DESCRIPTION OF THE TASK
Extract each line of the records below that contains the string "front".

INFORMATION SUPPLIED
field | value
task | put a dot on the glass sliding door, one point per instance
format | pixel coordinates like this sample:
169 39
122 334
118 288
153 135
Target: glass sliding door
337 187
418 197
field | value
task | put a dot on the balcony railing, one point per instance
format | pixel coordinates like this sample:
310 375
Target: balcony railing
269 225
* * *
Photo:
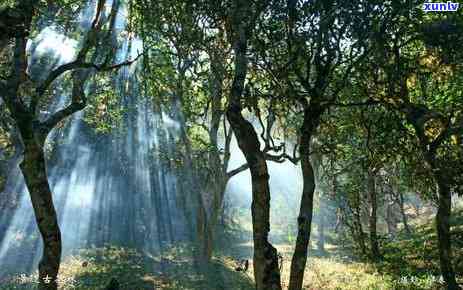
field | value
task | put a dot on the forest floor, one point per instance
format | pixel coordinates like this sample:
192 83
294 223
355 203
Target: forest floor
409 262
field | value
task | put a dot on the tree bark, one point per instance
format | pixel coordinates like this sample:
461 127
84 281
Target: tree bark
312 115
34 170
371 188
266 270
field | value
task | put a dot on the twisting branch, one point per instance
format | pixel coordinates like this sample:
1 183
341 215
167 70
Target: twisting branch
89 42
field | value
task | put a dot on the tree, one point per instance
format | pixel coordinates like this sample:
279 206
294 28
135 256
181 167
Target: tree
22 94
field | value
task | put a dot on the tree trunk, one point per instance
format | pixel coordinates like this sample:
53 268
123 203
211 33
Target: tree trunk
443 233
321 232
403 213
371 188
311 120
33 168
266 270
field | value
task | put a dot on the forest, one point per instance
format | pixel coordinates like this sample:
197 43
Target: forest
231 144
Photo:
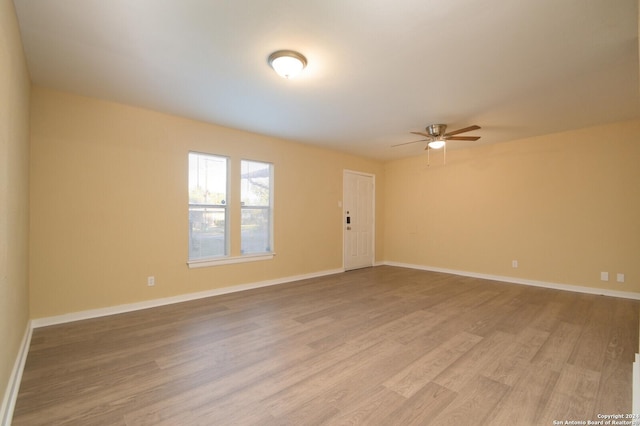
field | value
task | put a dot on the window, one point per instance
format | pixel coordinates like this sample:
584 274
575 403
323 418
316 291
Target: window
==
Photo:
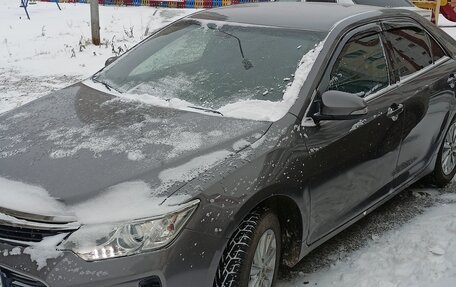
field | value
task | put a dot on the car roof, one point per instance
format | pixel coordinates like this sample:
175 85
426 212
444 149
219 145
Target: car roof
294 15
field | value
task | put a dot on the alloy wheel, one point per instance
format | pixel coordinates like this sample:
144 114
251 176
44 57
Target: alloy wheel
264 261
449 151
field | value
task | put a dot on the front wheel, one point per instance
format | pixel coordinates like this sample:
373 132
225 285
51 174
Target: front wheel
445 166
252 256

EXERCISE OUTPUT
task | put a dot on the front wheel, one point per instance
Target: front wheel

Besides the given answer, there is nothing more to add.